» **Objective 1**:
Reproduce the lines of the listing without changes, from the line with "Kindly give the mask of every instance of the man." to the line with "M103 67L108 67L108", including both of those lines.

» **Text excerpt**:
Jackson also alleged causes of action based on the following state claims: (1) various violations of the Ohio Constitution, (2) intentional infliction of emotional distress, (3) invasion of privacy, (4) racial discrimination and retaliation in violation of Ohio Revised Code § 4112, and (5) defamation. Finally, he sought a declaration that the 1997 investigative report was illegal and requested an injunction ordering its expungement from the City's records.

The district court granted the City's Rule 12(b)(6) motion to dismiss all of Jackson's claims for failure to state a claim upon which relief could be granted, except for his state claim of defamation. As to the defamation claim, the district court declined to exercise supplemental jurisdiction, and thus dismissed it without prejudice. Jackson has timely appealed.

» **Objective 2**:
In the court excerpt, how did the district court handle Jackson's defamation claim?

(Entries listed in a dataset)
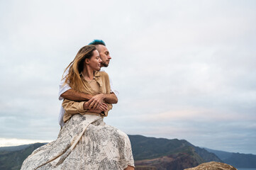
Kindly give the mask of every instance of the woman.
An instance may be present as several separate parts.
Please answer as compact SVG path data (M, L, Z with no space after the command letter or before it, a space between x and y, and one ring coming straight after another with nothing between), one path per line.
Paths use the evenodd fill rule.
M100 69L99 52L94 45L79 50L69 68L66 83L81 92L110 94L108 76ZM87 102L65 99L65 125L55 141L36 150L21 169L134 169L128 136L103 120L112 106L89 109Z

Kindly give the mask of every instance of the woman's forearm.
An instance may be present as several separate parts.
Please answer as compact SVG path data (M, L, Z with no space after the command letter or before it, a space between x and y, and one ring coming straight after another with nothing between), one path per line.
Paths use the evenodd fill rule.
M71 101L89 101L93 96L91 94L87 94L82 92L78 92L72 89L69 89L60 95L64 98Z

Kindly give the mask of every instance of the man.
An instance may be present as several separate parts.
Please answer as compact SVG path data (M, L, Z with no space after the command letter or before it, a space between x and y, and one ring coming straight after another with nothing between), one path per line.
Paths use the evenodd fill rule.
M93 42L89 45L95 45L96 48L99 51L99 57L101 59L102 62L101 63L101 67L107 67L109 64L110 60L111 57L110 56L109 51L106 47L105 42L101 40L94 40ZM101 72L104 72L101 69ZM67 70L63 77L67 74L68 70ZM116 103L118 102L117 95L118 92L113 89L112 81L110 79L110 85L111 94L99 94L95 96L91 94L84 94L82 92L78 92L71 89L69 84L66 84L63 86L65 79L62 79L60 84L60 91L59 91L59 100L63 100L67 98L72 101L88 101L89 108L96 108L100 105L104 105L104 101L111 103ZM108 100L105 100L106 98L108 98ZM64 125L63 122L63 115L65 113L65 110L62 106L61 106L60 115L59 115L59 124L61 127Z

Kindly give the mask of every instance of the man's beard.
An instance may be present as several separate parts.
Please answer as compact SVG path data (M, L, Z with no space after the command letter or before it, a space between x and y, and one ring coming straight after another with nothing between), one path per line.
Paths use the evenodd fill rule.
M103 67L108 67L108 64L106 63L106 62L101 62L101 64L102 64Z

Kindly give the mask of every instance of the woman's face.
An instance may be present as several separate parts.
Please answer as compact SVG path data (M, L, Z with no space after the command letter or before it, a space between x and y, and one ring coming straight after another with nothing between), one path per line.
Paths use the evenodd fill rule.
M89 59L88 65L93 69L99 71L101 69L101 60L99 57L99 52L95 50L93 52L92 57Z

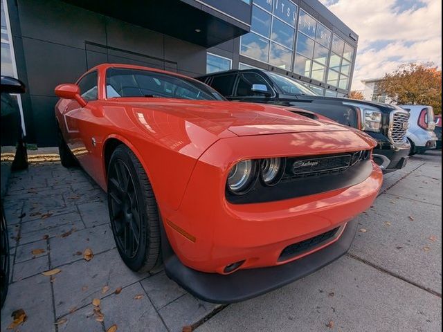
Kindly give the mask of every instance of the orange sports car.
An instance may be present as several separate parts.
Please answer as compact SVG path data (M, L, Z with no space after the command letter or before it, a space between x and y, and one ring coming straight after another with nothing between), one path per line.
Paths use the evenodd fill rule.
M62 164L107 192L123 260L143 271L163 261L207 301L250 298L337 259L381 185L365 133L228 102L181 75L106 64L55 93Z

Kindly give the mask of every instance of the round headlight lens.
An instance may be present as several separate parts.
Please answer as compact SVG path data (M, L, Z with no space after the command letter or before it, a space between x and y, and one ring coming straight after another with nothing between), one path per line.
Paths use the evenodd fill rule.
M242 194L249 189L255 178L255 161L248 159L234 165L228 175L228 187L235 194Z
M262 161L261 177L266 185L276 185L283 174L281 158L268 158Z

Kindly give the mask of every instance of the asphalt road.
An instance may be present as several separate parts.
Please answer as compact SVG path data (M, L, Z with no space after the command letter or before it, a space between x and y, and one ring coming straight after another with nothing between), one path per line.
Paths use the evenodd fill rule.
M442 154L385 176L359 218L347 255L255 299L230 304L197 331L442 330Z

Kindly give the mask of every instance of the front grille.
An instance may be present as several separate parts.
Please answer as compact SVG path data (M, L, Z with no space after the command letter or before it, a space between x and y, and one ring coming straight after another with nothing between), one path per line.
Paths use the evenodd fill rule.
M409 113L404 111L392 111L391 112L388 136L392 143L399 144L405 142L409 116Z
M282 251L282 253L278 257L278 261L286 261L302 255L304 252L314 250L316 247L320 246L328 240L331 240L337 234L339 229L340 227L337 227L316 237L288 246Z

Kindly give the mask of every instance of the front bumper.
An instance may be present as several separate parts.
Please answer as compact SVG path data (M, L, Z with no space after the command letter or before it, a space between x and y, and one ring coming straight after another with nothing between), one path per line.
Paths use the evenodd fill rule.
M335 261L348 250L357 225L356 221L349 221L340 238L332 244L283 265L222 275L192 270L173 255L165 260L165 270L170 279L201 299L213 303L237 302L282 287Z

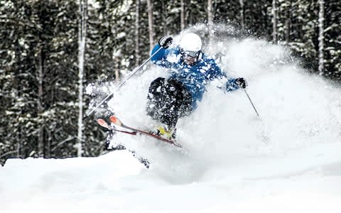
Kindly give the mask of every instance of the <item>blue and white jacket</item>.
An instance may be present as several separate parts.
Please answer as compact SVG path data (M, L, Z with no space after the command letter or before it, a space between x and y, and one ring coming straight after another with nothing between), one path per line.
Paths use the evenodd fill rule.
M160 48L157 44L151 53L152 55ZM226 77L213 58L208 58L201 53L195 65L188 65L183 62L180 48L161 48L151 61L157 65L170 70L170 77L180 82L192 95L193 109L197 107L197 102L200 102L205 92L206 84L215 79ZM235 79L228 79L226 90L229 92L239 89Z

» **Result 1**:
Kindly give the mask of every instance of the man.
An instance may be present as several separate parts.
Please answer as compact SVG path data (M, L, Z with no space after the command letter or before it, a space between x and y, and one ring coming straight after another with nothing between), one path per line.
Paths use the evenodd fill rule.
M93 42L89 45L95 45L96 48L99 51L99 57L101 59L102 62L101 63L101 67L107 67L109 64L110 60L111 57L110 56L109 51L106 47L105 42L101 40L94 40ZM101 72L104 72L101 69ZM67 70L63 77L67 74L68 70ZM116 103L118 102L117 95L118 92L113 89L112 81L110 79L110 85L111 94L99 94L95 96L91 94L84 94L82 92L78 92L71 89L69 84L66 84L63 86L65 79L62 79L60 84L60 91L59 91L59 100L63 100L67 98L72 101L88 101L89 108L96 108L100 105L104 105L104 101L111 103ZM108 100L105 100L106 98L108 98ZM64 125L63 122L63 115L65 113L65 110L62 106L61 106L60 115L59 115L59 124L61 127Z

Kindly give the mask of every instance of the man's beard.
An instance may be present as several separate parts.
Please answer as compact SVG path data (M, L, Z with no space after the command letter or before it, a space between x and y, and one ring coming straight after another with nothing between), one path per line.
Paths use the evenodd fill rule.
M103 67L108 67L108 64L106 63L106 62L101 62L101 64L102 64Z

» **Result 2**:
It declined to exercise supplemental jurisdiction over the claim and dismissed it without prejudice.